■ Dataset records
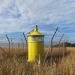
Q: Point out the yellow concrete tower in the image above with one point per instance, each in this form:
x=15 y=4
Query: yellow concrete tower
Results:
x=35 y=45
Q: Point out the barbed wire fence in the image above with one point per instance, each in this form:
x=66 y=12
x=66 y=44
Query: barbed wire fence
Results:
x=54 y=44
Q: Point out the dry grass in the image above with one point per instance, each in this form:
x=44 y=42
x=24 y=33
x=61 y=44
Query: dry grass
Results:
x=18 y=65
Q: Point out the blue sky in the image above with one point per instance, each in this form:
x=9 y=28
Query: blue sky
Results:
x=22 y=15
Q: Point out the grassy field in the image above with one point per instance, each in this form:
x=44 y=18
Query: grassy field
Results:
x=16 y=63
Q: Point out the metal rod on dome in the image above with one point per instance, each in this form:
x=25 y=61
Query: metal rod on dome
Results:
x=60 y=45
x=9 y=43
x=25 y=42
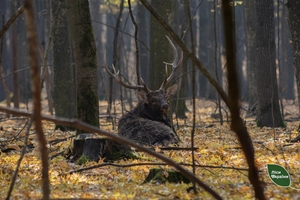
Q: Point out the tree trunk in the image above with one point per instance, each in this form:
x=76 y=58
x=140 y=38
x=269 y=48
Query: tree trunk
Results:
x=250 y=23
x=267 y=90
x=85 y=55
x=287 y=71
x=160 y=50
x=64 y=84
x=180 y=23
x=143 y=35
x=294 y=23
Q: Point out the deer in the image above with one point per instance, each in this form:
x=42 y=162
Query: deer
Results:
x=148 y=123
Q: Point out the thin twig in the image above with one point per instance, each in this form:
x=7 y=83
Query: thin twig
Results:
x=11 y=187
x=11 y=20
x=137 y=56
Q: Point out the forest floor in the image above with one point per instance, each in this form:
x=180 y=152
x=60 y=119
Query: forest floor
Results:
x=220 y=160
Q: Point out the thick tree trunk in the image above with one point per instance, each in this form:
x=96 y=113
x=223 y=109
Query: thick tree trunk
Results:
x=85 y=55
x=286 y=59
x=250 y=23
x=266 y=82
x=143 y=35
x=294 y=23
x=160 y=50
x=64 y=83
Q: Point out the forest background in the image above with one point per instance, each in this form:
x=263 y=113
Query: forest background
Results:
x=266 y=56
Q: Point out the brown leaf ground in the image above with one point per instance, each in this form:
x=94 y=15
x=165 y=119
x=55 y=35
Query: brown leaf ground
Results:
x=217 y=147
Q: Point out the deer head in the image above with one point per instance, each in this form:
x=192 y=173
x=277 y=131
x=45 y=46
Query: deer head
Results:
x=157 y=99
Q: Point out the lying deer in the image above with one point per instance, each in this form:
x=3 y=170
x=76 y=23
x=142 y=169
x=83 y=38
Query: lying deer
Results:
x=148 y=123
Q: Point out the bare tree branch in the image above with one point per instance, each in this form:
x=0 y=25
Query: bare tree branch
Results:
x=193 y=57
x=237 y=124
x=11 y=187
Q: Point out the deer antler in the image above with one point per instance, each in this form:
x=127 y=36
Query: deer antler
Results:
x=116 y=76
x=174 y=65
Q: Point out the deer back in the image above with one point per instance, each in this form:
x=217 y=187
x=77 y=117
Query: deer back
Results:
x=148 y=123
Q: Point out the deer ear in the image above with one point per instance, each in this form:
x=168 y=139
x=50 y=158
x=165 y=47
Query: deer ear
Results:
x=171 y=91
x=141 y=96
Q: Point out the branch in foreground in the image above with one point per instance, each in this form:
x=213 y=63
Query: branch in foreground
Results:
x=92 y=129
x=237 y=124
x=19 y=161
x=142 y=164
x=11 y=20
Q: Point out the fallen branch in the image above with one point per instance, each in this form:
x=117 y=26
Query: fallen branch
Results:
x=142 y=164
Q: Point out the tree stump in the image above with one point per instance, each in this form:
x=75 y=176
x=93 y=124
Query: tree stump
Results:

---

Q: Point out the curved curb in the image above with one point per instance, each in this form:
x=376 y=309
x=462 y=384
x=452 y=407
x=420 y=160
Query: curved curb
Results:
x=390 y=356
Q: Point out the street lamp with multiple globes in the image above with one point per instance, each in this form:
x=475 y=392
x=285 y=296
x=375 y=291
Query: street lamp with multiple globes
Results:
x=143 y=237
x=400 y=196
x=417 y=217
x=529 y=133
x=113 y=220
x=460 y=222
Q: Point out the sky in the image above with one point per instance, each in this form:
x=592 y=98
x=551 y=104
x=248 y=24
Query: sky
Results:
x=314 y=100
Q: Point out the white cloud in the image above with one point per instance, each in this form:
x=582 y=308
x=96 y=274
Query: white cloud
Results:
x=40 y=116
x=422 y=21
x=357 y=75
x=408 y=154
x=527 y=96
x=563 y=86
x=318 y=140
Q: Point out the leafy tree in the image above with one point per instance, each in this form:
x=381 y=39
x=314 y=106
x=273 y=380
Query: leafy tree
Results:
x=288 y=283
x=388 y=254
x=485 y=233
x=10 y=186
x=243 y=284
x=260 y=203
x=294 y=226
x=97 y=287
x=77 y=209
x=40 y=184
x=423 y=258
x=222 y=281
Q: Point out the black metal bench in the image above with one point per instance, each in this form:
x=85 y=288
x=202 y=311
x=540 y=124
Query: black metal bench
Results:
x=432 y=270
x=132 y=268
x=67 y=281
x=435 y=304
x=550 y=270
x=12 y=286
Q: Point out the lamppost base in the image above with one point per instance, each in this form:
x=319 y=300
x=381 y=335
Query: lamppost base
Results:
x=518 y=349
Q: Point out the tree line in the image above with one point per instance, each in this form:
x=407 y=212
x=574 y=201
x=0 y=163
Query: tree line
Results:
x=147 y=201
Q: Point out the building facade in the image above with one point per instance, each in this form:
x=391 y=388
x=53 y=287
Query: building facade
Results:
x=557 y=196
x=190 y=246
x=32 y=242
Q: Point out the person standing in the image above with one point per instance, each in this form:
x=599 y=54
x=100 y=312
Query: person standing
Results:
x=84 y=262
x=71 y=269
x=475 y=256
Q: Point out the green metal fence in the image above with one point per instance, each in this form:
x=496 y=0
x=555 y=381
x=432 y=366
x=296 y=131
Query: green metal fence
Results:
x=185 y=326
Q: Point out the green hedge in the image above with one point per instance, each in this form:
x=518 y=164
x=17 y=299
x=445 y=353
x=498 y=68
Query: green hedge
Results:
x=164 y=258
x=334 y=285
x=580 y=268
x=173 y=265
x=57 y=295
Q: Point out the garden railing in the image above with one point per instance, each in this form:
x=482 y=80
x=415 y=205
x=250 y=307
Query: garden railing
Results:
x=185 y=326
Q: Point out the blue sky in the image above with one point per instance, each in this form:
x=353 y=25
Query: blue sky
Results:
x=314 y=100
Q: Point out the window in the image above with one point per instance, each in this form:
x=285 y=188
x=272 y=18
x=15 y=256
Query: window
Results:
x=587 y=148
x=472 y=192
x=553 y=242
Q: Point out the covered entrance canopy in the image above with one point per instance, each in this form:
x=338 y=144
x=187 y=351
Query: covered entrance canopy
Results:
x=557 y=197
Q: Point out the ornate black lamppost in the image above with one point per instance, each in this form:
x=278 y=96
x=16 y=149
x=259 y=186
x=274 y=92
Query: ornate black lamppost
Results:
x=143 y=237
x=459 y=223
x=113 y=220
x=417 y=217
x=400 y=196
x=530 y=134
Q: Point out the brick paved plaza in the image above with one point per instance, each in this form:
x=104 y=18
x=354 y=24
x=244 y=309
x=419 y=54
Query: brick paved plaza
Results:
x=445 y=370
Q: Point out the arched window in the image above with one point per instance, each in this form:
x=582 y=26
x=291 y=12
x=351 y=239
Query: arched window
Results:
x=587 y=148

--

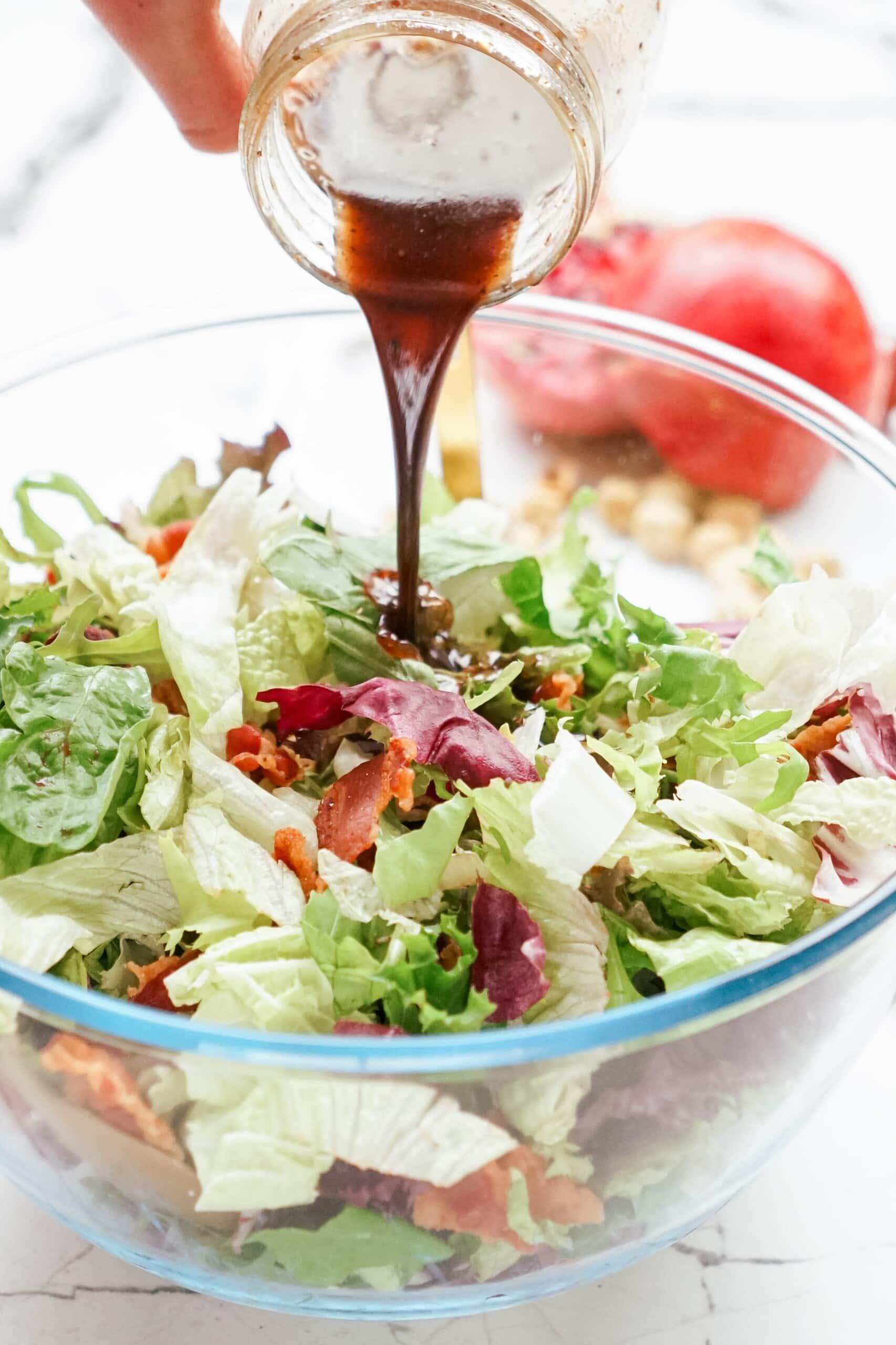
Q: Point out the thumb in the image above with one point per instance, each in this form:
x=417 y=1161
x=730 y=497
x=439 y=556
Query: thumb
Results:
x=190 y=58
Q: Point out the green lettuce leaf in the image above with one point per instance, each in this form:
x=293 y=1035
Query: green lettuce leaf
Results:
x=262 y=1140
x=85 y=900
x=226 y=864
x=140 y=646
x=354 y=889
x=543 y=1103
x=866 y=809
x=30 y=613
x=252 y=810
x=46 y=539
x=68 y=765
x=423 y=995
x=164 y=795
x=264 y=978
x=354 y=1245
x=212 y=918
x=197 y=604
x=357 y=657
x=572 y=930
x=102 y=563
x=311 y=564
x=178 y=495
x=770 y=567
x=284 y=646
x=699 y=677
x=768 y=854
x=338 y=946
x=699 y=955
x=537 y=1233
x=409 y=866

■ Task prompt
Collect each line in the records above that contains the string "forest", matching case exactly.

■ Final result
Q: Point out the forest floor in the image above with one point per instance, each in this form:
Query: forest floor
Q: Point out the forest background in the image above with one point per instance, each in this form:
Query: forest background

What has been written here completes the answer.